BRANO DI LETTURA:
◇ ◇ ◇ ◇

Sentenza di Cassazione Penale Sez. 6 Num. 19567 Anno 2024
Penale Sent. Sez. 6 Num. 19567 Anno 2024
Presidente: COGNOME NOME
Relatore: COGNOME NOME
Data Udienza: 11/04/2024
SENTENZA
sul ricorso proposto da:
COGNOME NOME, nato a Pescasseroli il DATA_NASCITA
avverso la sentenza del 10/01/2023 della Corte appello di L’Aquila visti gli atti, il provvedimento impugnato e il ricorso;
udita la relazione svolta dal AVV_NOTAIO NOME COGNOME;
sentito il Pubblico Ministero, in persona del AVV_NOTAIO generale NOME AVV_NOTAIO, che ha chiesto l’inammissibilità del ricorso;
sentito il difensore, AVV_NOTAIO COGNOME, quale sostituto dell’AVV_NOTAIO, difensore della parte civile NOME COGNOME, che si riporta alle conclusioni già depositate e chiede l’inammissibilità del ricorso;
sentito il difensore di fiducia di COGNOME, AVV_NOTAIO, che insiste nei motivi di ricorso.
RITENUTO IN FATTO
NOME COGNOME, per il tramite del difensore, ricorre avverso la sentenza della Corte di appello di L’Aquila che, in parziale riforma della sentenza del 6 luglio 2020 del Tribunale di Sulmona – che per quel che in questa sede rileva aveva condannato il COGNOME alla pena di euro 200 di multa -, ha assolto il
medesimo dal reato di cui all’art. 392 cod. pen. in quanto non punibile ex art. 131-bis cod. pen., con conferma nel resto della decisione impugnata e la condanna dell’imputato a rifondere alla parte civile costituita le spese del grado.

◇ ◇ ◇ ◇

MATERIALE:
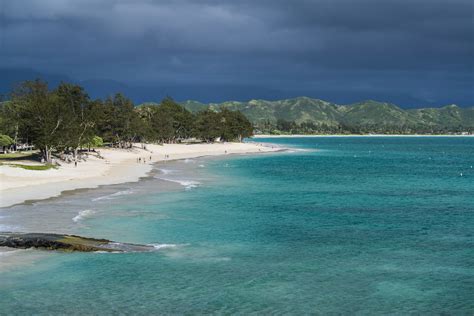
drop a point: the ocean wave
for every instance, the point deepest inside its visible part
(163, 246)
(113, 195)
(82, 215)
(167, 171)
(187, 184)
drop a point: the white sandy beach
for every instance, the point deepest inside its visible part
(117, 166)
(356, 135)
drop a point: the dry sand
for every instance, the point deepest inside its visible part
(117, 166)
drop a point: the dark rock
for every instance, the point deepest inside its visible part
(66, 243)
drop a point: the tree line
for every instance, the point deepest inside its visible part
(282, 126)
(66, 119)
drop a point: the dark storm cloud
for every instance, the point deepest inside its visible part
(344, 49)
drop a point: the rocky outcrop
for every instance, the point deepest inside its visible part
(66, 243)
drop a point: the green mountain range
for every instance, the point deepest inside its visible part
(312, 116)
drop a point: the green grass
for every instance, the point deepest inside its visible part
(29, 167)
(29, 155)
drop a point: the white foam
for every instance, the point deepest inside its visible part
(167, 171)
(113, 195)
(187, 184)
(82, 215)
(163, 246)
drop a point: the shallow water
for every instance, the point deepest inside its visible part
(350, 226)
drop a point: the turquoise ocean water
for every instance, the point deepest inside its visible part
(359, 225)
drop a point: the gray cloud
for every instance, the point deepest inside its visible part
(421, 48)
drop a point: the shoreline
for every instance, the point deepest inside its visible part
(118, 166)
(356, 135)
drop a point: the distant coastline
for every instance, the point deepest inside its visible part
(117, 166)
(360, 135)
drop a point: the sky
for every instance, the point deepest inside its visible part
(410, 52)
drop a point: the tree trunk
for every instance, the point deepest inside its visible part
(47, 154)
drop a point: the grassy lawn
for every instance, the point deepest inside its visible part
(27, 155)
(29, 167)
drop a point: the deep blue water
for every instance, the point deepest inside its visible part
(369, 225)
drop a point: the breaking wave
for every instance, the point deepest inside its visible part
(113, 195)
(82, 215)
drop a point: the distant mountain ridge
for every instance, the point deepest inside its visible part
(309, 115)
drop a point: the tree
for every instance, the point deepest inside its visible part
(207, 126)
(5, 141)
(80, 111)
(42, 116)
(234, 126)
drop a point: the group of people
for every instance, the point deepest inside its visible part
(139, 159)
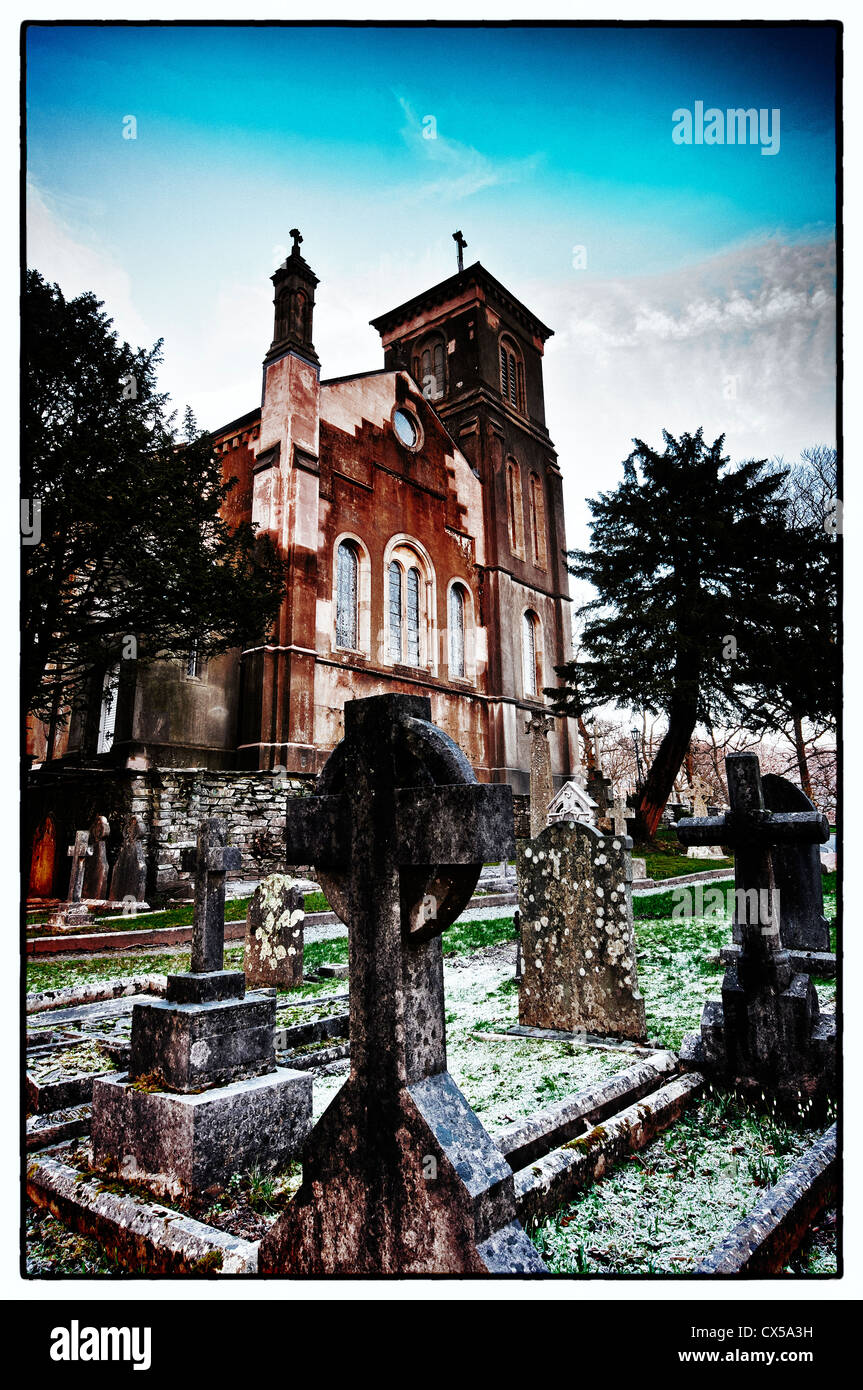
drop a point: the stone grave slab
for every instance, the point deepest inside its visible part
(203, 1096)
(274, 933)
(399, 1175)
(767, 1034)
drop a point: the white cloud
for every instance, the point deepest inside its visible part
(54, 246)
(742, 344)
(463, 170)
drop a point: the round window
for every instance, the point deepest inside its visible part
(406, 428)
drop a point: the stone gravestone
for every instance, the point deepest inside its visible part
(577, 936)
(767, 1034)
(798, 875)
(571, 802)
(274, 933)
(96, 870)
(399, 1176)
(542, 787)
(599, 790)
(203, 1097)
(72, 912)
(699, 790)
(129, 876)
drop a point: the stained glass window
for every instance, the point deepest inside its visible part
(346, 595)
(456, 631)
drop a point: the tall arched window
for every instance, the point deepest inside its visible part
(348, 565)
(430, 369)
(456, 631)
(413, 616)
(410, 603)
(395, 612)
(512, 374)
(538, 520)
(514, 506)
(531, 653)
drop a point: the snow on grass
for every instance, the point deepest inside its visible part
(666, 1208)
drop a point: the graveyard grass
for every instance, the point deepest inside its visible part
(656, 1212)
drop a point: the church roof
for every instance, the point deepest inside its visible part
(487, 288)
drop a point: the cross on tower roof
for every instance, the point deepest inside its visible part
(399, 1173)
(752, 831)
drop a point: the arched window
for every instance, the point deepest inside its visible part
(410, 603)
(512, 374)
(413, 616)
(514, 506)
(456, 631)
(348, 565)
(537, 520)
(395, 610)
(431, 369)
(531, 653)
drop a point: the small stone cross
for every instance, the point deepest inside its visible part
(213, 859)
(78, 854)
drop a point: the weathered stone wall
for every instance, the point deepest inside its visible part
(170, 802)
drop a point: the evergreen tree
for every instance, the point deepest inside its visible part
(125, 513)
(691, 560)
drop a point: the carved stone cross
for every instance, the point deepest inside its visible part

◇ ◇ ◇ ◇

COMPITI ASSEGNATI:
• 1. Riporti fedelmente il passo del brano di lettura che va da "RITENUTO IN FATTO" fino a "spese del grado.".
• 2. Stabilisca se le seguenti affermazioni concordano con il brano di lettura, rispondendo sì o no e citando le parole decisive del brano: (a) il Pubblico Ministero ha chiesto l'inammissibilità del ricorso; (b) la Corte di appello di L'Aquila ha confermato integralmente la sentenza del Tribunale di Sulmona; (c) il Tribunale di Sulmona aveva inflitto una pena di 200 euro di multa.
L'elenco non serve ai fini dell'esercizio.

SOLUZIONI DEGLI ESERCIZI:
• 1.
RITENUTO IN FATTO
NOME COGNOME, per il tramite del difensore, ricorre avverso la sentenza della Corte di appello di L’Aquila che, in parziale riforma della sentenza del 6 luglio 2020 del Tribunale di Sulmona – che per quel che in questa sede rileva aveva condannato il COGNOME alla pena di euro 200 di multa -, ha assolto il
medesimo dal reato di cui all’art. 392 cod. pen. in quanto non punibile ex art. 131-bis cod. pen., con conferma nel resto della decisione impugnata e la condanna dell’imputato a rifondere alla parte civile costituita le spese del grado.

• 2.
(a) Sì: "che ha chiesto l’inammissibilità del ricorso".
(b) No: "in parziale riforma della sentenza del 6 luglio 2020 del Tribunale di Sulmona".
(c) Sì: "alla pena di euro 200 di multa".